───── QUOTED PASSAGE ─────

Future of Work and Agility

Five Imperatives for HR in 2022

  • December 13, 2021

The past two years have tested organisations and their HR functions in ways most of us had never experienced before. As we launch CRF’s 2022 programme of research and events, we reflect on five key challenges HR must embrace in 2022 in order to drive organisational performance in what will continue to be turbulent times.

  1. Creating the conditions for growth and innovation 
    Our priority as HR professionals is to help the organisation achieve its business goals around growth and renewal. We do this in two key ways: by making sure we have the right people with the capabilities to execute the business strategy. But more importantly – and often underplayed – by creating an organisation context that supports high performance and innovation. What are the defining characteristics of such cultures? First, there’s an openness to embrace uncertainty and harness it as an opportunity to experiment, learn and grow. Second, there’s an intense focus on the customer, putting customer needs at the centre of decision making and making sure the voice of the customer is clearly heard. Finally, it involves fostering an inclusive environment that enables people, regardless of background, characteristics or ways of thinking, to work effectively together and perform to their highest potential. Reflecting on our achievements in 2021 and preparing for 2022, it’s an opportunity to ask: what am I as an HR professional doing to create and sustain an environment that supports innovation and growth?

2022 CRF POST MEETING NOTES:

Innovation: Growth from Uncertainty

With Nathan Furr, Mike Straw and Hamish Taylor

  1. Designing the organisation for agility
    Setting organisations up for success in a dynamic business environment requires them to be designed and configured in ways that enable people to make faster and better decisions. Large complex organisations have to master a core tension to balance agility – being adaptable and responsive to customer needs – and economies of scale. While organisations may historically have made trade-offs between these two polarities, they now can’t afford to sacrifice either. Organisations need to be designed in ways that achieve both agility and scale at the same time.

    This means making informed choices about which activities to devolve to local markets in order to stimulate innovation and drive customer responsiveness, and which should be centrally led to achieve specialisation and scale. Three key elements of organisation design can help resolve this tension: 
    • Building networks and lateral connections that cut across structural boundaries.
    • Fostering an ‘enterprise mindset’ that puts the longer-term needs of the organisation ahead of the immediate concerns of business units or functions.

───── DATA SUPPLIED ─────

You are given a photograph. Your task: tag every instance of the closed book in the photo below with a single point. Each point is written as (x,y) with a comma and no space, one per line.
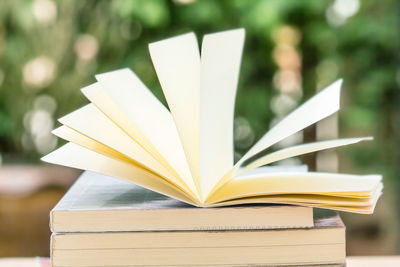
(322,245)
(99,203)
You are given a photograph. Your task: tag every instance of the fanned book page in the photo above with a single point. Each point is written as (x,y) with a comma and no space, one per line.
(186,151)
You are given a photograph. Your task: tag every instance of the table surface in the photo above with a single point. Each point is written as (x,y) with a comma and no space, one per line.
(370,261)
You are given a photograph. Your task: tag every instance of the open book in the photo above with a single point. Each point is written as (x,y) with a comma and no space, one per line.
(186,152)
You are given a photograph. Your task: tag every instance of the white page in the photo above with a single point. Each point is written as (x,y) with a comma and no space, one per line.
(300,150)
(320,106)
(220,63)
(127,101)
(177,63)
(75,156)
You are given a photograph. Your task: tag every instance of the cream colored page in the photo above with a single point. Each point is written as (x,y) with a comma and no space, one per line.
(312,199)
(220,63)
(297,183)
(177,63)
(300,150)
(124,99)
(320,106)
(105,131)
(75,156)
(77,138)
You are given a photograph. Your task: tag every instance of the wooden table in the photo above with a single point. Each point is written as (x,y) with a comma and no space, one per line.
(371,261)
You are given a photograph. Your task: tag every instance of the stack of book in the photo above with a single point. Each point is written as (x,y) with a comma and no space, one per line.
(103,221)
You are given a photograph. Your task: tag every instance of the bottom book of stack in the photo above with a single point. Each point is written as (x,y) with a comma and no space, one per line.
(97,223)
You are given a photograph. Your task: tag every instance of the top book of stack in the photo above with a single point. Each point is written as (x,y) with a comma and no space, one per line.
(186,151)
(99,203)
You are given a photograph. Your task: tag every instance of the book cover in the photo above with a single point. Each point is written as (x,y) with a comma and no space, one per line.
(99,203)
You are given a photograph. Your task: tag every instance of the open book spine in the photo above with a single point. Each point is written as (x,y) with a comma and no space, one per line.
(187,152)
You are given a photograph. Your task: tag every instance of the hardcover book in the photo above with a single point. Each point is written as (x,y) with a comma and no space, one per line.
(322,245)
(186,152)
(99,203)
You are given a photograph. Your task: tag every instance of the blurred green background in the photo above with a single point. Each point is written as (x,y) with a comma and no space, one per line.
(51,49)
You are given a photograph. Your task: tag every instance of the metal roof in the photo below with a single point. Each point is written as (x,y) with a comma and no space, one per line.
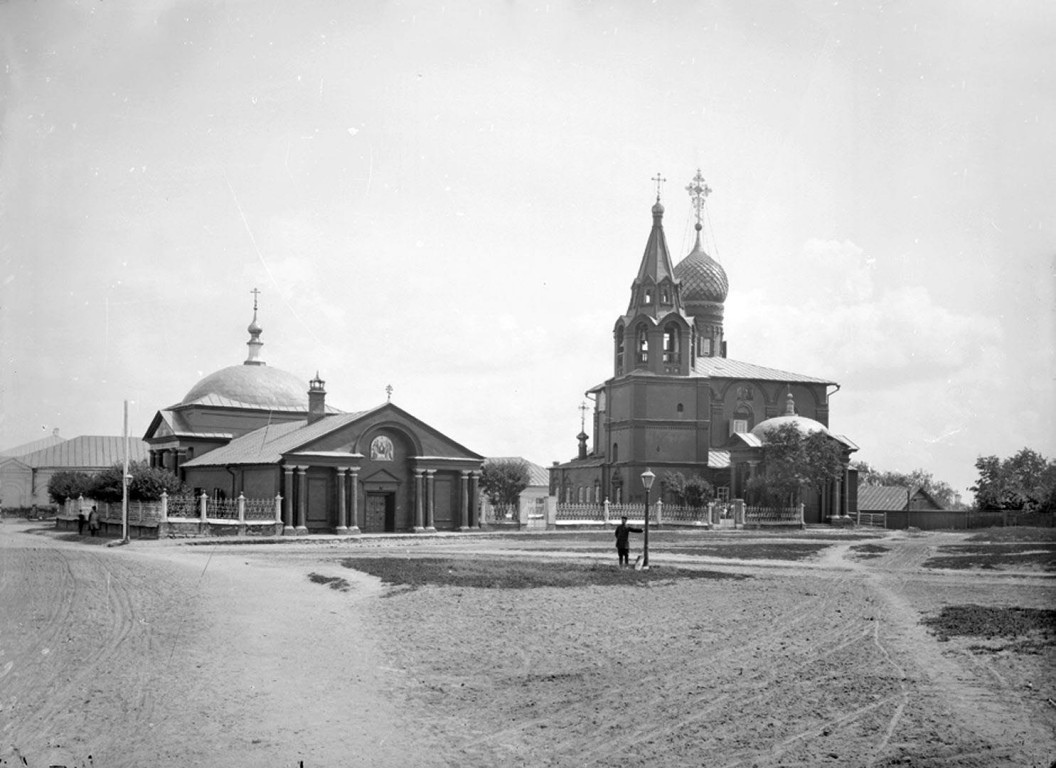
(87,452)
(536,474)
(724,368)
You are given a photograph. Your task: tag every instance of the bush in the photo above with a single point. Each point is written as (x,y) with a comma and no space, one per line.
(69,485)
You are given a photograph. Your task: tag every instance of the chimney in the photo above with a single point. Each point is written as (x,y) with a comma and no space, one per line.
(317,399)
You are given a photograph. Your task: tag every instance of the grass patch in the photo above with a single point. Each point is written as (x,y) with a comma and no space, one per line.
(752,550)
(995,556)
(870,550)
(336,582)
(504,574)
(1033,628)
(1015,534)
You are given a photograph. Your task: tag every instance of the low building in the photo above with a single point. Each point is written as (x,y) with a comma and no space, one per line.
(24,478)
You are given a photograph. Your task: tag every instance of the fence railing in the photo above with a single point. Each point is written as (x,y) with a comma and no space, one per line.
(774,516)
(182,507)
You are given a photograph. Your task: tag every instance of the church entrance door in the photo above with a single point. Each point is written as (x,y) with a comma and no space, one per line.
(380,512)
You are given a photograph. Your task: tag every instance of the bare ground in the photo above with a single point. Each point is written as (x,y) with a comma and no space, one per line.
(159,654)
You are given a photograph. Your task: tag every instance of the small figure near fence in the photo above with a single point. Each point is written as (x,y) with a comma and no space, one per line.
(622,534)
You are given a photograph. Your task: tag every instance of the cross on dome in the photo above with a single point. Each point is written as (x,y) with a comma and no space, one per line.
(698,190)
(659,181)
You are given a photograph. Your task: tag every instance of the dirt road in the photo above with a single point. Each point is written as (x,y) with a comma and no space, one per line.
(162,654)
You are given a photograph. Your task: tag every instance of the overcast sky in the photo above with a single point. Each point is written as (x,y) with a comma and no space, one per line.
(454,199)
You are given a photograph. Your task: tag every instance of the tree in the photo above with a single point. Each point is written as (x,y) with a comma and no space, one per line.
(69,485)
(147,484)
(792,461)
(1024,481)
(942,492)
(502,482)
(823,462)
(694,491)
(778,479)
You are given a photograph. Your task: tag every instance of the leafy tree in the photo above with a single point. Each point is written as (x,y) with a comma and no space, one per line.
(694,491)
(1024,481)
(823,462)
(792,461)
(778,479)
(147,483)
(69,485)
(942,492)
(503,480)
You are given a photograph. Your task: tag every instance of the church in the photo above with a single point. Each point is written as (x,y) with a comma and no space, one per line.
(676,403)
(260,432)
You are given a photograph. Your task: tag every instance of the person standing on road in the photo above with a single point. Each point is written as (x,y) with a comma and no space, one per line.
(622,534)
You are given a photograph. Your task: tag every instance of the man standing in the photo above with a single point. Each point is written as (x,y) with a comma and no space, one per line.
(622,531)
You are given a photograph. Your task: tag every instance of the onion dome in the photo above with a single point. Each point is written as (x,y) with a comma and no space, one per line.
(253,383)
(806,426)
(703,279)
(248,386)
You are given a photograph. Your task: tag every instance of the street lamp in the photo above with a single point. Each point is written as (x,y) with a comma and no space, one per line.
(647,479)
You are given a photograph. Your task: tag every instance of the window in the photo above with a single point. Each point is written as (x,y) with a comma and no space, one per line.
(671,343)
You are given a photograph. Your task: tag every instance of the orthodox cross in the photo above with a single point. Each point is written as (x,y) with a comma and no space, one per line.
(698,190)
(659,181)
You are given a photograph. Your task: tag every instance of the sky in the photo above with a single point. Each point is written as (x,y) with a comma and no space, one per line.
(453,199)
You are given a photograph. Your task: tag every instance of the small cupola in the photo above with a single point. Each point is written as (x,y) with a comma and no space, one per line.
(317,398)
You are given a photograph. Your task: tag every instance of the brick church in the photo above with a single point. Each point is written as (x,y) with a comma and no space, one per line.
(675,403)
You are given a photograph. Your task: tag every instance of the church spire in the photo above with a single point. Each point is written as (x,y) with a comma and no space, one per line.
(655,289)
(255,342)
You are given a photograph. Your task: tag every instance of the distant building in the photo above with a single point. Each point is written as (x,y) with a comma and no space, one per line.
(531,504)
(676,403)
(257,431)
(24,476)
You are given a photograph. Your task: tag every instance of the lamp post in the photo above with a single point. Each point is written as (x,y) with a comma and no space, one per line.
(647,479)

─────

PROMPT 1: From the article on HR imperatives, reproduce word for word the passage from "Innovation: Growth from" to "the same time.".
PROMPT 2:
Answer these questions using the article on HR imperatives:
(a) What date appears on the article?
(b) Which three people are listed with the session "Innovation: Growth from Uncertainty"?
(c) Which two polarities must large complex organizations balance?
PROMPT 3: Write the next part of the article on HR imperatives, picking up right after its final sentence.
The entries above are separate material and have no connection to the article on HR imperatives.

TASK RESPONSE 1:
Innovation: Growth from Uncertainty

With Nathan Furr, Mike Straw and Hamish Taylor

  1. Designing the organisation for agility
    Setting organisations up for success in a dynamic business environment requires them to be designed and configured in ways that enable people to make faster and better decisions. Large complex organisations have to master a core tension to balance agility – being adaptable and responsive to customer needs – and economies of scale. While organisations may historically have made trade-offs between these two polarities, they now can’t afford to sacrifice either. Organisations need to be designed in ways that achieve both agility and scale at the same time.

TASK RESPONSE 2:
(a) December 13, 2021
(b) Nathan Furr, Mike Straw and Hamish Taylor
(c) Agility and economies of scale

TASK RESPONSE 3:
    • Rethinking the role of the centre so it becomes an enabler that builds expertise and fosters connections across silos, not just an overhead.

Organisation design is often an underdeveloped capability for HR. However, HR has an opportunity to play a leading role in building expertise and making sure leaders give sufficient attention to organisation design when determining strategy and implementing change.

2022 CRF EVENT:

Organisation Design for Agility

With Amy Kates

  1. Embedding new working practices
    As the ‘new world of work’ shifts from being a future issue to being the present for businesses, we need to take stock of what’s working and what needs a rethink. As models of remote and hybrid working bed in, we need to widen the conversation to understand the longer-term impact on business performance, organisational culture, learning and employee engagement.

    Questions we need to answer in 2022 include: 
    • How effective are hybrid working strategies? How can we mitigate the challenges and compromises inherent in the new working models?
    • What is the longer-term impact of hybrid working on productivity and performance?
    • In what ways are organisation cultures evolving, and are those outcomes desirable or counter-productive? How can we positively influence organisational culture when employees are more dispersed?
    • Has the rate of learning increased or decreased? How can we explicitly design work to facilitate learning, particularly for those who are at the early stages of their careers?
    • What are the longer-term effects of the new working models on inclusion and employee wellbeing?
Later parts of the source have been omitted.